▶ EXERCISE DETAILS: Count the lines in the entries below that contain the string "instance", treating uppercase and lowercase letters as distinct. Report only that number.

☆ ☆ ☆ ☆ ☆ ☆ ☆

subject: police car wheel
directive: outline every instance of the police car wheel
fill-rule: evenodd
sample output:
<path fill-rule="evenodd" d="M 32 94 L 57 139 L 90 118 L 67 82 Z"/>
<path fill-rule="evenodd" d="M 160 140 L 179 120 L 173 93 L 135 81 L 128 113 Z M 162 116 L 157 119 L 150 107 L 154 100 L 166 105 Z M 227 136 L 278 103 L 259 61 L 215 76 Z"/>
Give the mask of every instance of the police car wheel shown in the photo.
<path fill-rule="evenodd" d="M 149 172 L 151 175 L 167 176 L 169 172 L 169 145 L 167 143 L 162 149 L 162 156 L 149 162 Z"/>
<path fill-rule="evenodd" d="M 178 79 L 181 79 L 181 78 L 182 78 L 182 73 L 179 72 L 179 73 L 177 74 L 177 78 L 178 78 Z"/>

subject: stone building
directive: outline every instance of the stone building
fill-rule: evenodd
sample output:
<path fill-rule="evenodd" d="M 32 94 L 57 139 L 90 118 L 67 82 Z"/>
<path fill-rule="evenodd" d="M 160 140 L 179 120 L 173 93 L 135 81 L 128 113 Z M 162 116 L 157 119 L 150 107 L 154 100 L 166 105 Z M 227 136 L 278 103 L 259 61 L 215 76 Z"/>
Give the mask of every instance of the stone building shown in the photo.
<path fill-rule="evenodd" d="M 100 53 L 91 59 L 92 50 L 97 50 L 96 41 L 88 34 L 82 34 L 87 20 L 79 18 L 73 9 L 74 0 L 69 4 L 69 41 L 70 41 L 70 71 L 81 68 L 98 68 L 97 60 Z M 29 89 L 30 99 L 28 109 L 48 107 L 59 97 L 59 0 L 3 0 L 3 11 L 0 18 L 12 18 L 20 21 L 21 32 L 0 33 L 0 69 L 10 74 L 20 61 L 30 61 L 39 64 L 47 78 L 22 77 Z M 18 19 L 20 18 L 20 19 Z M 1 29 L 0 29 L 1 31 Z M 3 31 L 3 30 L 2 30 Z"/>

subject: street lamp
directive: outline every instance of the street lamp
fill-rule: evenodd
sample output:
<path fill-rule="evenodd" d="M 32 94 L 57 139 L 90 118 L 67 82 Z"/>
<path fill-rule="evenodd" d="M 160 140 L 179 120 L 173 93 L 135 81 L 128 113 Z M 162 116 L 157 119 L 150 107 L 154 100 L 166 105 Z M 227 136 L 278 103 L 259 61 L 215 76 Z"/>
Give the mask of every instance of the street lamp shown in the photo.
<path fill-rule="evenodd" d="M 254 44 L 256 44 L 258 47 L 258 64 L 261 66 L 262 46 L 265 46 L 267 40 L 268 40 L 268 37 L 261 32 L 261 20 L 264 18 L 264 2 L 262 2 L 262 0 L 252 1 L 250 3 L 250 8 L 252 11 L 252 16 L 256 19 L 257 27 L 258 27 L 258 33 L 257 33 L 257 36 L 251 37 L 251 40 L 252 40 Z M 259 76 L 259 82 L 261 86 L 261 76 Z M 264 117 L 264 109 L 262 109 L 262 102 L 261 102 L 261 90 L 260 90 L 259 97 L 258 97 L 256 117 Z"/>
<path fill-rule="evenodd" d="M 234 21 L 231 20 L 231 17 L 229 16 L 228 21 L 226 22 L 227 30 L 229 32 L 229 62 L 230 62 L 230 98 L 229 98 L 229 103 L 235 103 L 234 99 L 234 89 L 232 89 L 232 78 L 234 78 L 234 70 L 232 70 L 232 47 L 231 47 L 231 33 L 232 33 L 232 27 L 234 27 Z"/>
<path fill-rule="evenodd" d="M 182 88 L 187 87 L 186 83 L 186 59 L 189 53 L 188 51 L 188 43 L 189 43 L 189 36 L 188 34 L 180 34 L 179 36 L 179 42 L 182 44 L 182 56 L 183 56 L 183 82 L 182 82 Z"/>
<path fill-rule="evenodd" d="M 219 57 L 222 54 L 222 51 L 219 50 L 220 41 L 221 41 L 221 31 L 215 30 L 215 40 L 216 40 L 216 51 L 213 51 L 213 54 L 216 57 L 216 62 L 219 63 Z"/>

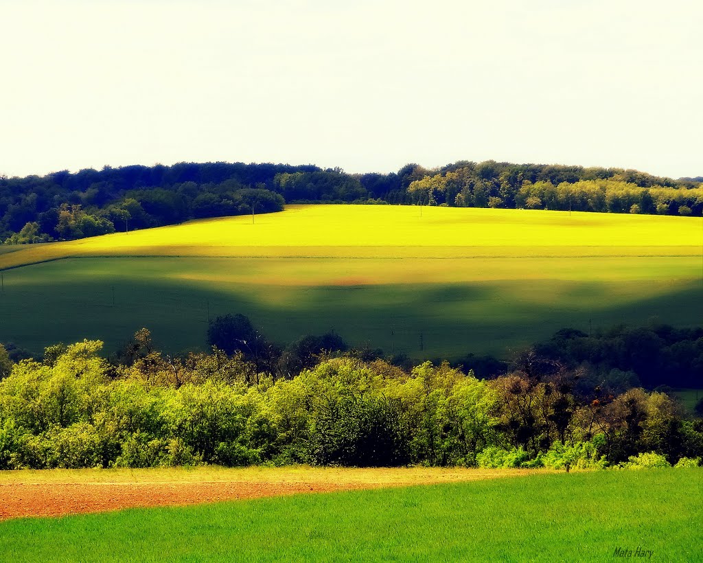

☆ ☆ ☆ ☆ ☆ ☆ ☆

▶ RESULT OF THIS TASK: 6